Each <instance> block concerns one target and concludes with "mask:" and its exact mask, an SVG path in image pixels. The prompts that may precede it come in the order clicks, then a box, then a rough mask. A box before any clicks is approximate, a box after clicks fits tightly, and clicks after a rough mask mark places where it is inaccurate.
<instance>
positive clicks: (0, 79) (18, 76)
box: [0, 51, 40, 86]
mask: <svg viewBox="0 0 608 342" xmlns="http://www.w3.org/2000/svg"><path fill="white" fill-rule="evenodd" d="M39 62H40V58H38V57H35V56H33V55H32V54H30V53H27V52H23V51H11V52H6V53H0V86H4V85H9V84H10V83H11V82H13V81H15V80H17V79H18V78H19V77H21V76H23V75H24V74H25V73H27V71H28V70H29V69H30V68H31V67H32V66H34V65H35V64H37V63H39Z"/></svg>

..............................

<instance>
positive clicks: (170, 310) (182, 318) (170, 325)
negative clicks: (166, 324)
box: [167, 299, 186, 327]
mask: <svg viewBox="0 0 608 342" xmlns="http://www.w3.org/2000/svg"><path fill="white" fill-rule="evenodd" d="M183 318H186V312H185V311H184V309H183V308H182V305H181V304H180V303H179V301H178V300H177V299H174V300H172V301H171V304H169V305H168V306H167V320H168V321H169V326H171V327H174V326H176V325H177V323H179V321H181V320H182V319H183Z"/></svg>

..............................

**YOUR OBJECTIVE**
Every line above that holds the word "clicks" needs to be copied.

**SOLUTION TO THIS TASK**
Each <instance> block concerns one target and concludes with "mask:" and its exact mask, an SVG path in image pixels. The prompts that may precede it come in the order clicks, then a box, then a rough mask. A box before any clicks is approximate, a box after clicks fits tightly, and clicks after a rough mask mark places where it is inaccurate.
positive clicks: (0, 79) (18, 76)
positive clicks: (170, 310) (182, 318) (170, 325)
negative clicks: (166, 324)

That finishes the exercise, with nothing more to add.